* **BRIEF**
Put the lines from the start of the material through the line containing "x=152, y=300", inclusive, into a JSON list of strings with one string per line. Omit blank lines and leave the pictures out.

— Start of MATERIAL FOR THIS TASK —

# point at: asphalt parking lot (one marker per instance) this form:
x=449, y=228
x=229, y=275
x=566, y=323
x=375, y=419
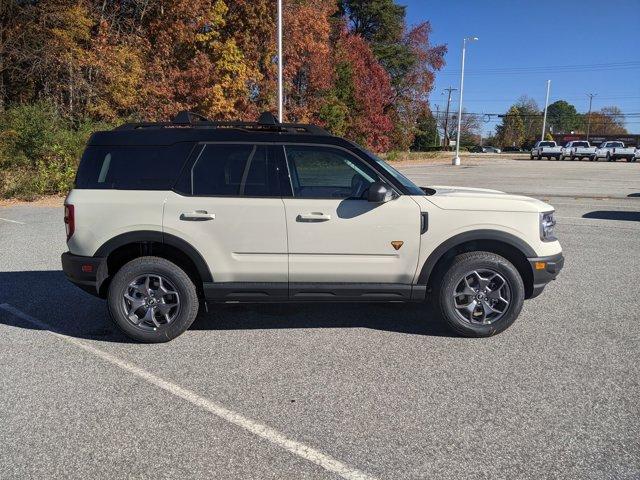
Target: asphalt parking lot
x=337, y=391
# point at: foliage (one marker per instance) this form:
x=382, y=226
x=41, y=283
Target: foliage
x=350, y=65
x=608, y=121
x=39, y=150
x=510, y=133
x=426, y=132
x=469, y=127
x=562, y=117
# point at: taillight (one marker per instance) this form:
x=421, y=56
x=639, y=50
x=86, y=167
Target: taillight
x=69, y=220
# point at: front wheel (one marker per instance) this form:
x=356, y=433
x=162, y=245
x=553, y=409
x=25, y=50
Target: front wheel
x=480, y=294
x=152, y=300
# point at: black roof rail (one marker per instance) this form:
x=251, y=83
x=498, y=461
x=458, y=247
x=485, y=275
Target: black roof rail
x=266, y=123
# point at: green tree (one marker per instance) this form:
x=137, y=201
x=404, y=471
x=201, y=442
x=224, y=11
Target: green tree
x=510, y=132
x=426, y=132
x=562, y=117
x=381, y=23
x=531, y=120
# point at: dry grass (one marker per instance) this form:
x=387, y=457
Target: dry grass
x=43, y=201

— End of MATERIAL FOR THIS TASK —

* **RIGHT ANSWER**
[
  "# point at: asphalt parking lot (one marker per instance) this form:",
  "x=449, y=228",
  "x=229, y=275",
  "x=566, y=323",
  "x=375, y=419",
  "Target: asphalt parking lot",
  "x=337, y=391",
  "# point at: foliage (one marker per instance) this form:",
  "x=382, y=226",
  "x=41, y=283",
  "Target: foliage",
  "x=350, y=65",
  "x=608, y=121",
  "x=39, y=150",
  "x=510, y=133",
  "x=426, y=132",
  "x=469, y=127",
  "x=562, y=117",
  "# point at: taillight (one marker per instance) this form:",
  "x=421, y=56",
  "x=639, y=50",
  "x=86, y=167",
  "Target: taillight",
  "x=69, y=220",
  "# point at: front wheel (one marker per instance) this form:",
  "x=356, y=433",
  "x=162, y=245",
  "x=553, y=409",
  "x=25, y=50",
  "Target: front wheel",
  "x=480, y=294",
  "x=152, y=300"
]